Furthermore, the reliability of resources changes due to deterioration over time. For this reason, for example, if the operation information, such as the command agreement rate, initial response rate, and control period conformance rate, is calculated using past performance values, the values may deviate from the actual situation due to deterioration of the resources over time. Therefore, when calculating these values, a coefficient for deterioration over time is calculated based on manufacturer catalog values and integrated values of past operation results, and the calculation results for each item are multiplied by the coefficient to calculate the characteristic information more accurately. In other words, the operation information may be calculated by multiplying a value calculated based on past performance values by a coefficient indicating the deterioration of the consumer's equipment over time.

As described above, in this embodiment, characteristic information indicating the characteristics of each group is generated for each group consisting of multiple resources, which are the facilities of each consumer 20, and the characteristic information is used to select a group to be used for power control, and the selected result is used to create a supply and demand plan. This makes it possible to reduce the difference between the planned value and the actual value regarding power supply and demand. In addition, by setting the items of characteristic information to be considered when selecting a group according to the purpose of the user, the electric utility company, such as cost priority or reliability priority, it is possible to select an appropriate group that matches the user's purpose. Therefore, by selecting resources with a low contract price, the user's financial burden can be reduced. In addition, by selecting resources with a high reliability, the occurrence of penalties due to differences between planned values and actual values can be reduced, and the user's financial burden can be reduced.

Embodiment 2.
FIG. 11 is a diagram showing a configuration example of a supply and demand management device according to the second embodiment. The supply and demand management device 1a of this embodiment is a supply and demand management device 1 according to the first embodiment, in which a market commodity management unit 18 is added, and a characteristic information generation unit 14a and a plan creation unit 16a are provided instead of the characteristic information generation unit 14 and the plan creation unit 16. The supply and demand management device 1a of this embodiment creates a supply and demand plan in consideration of transactions in the electricity market. That is, the supply and demand plan of this embodiment includes a market trading plan, and the supply and demand management device 1a of this embodiment also functions as a transaction support device that supports transactions in the electricity market. Components having the same functions as those of the first embodiment are given the same reference numerals as those of the first embodiment, and duplicated explanations are omitted. Below, differences from the first embodiment will be mainly explained.

It is desirable for electric power companies to fully understand the characteristics of the resources they manage, and then place bids based on expected market price movements and product characteristics to increase profits. In this embodiment, the characteristics information of each group is used to prioritize bids that utilize groups that are likely to meet market needs, thereby increasing the chances of a contract being concluded.

The supply and demand management device 1a of this embodiment acquires requirements for market products and contract results from an electricity market trading system 5 that trades in the electricity market. The contract results include a contract price and a contract amount. The supply and demand management device 1a calculates a market value for each requirement using the requirements for the market product and the contract results. The market value is, for example, a contract rate, but it may also be the contract rate multiplied by the contract price. Specifically, the market product management unit 18 determines a market value for each requirement using the requirements for the market product and the contract results received via the communication unit 11, and outputs market value information indicating the correspondence between the requirements and the market value to the characteristic information generation unit 14a. In addition, the market product management unit 18 predicts the market price using the actual value of the contract result, etc., and outputs the predicted value to the plan creation unit 16a. The market product management unit 18 may acquire the predicted value of the market price (unit price) from an external device not shown in the figure or from the bidding device 6.

▸ GIVEN DATA
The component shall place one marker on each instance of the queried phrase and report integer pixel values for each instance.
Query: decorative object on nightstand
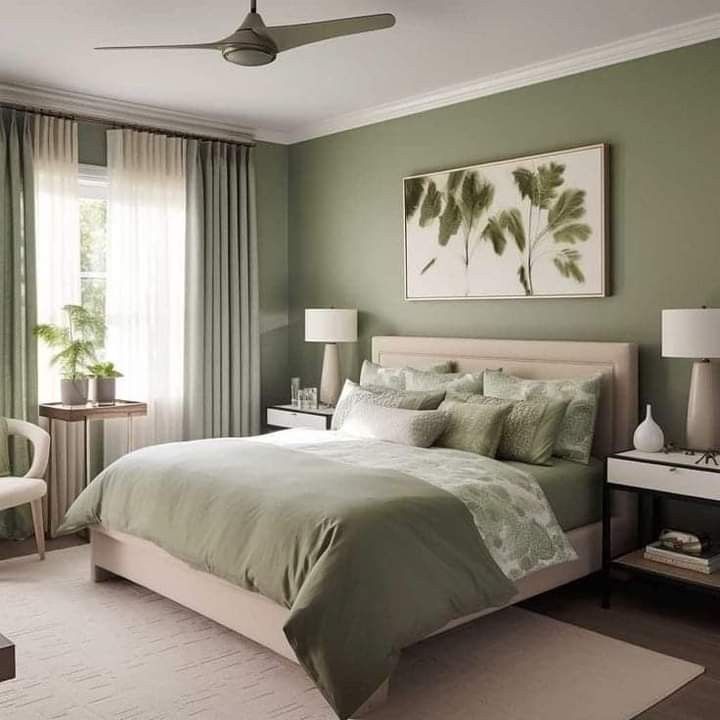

▸ WRITTEN INSTRUCTION 1
From the passage on supply and demand management, set down the words between "It is desirable" and "contract being concluded.", inclusive.
▸ WRITTEN INSTRUCTION 2
In the passage on supply and demand management, what do the contract results obtained from the electricity market trading system include?

▸ COMPLETE OUTPUT 1
It is desirable for electric power companies to fully understand the characteristics of the resources they manage, and then place bids based on expected market price movements and product characteristics to increase profits. In this embodiment, the characteristics information of each group is used to prioritize bids that utilize groups that are likely to meet market needs, thereby increasing the chances of a contract being concluded.

▸ COMPLETE OUTPUT 2
The contract results include a contract price and a contract amount.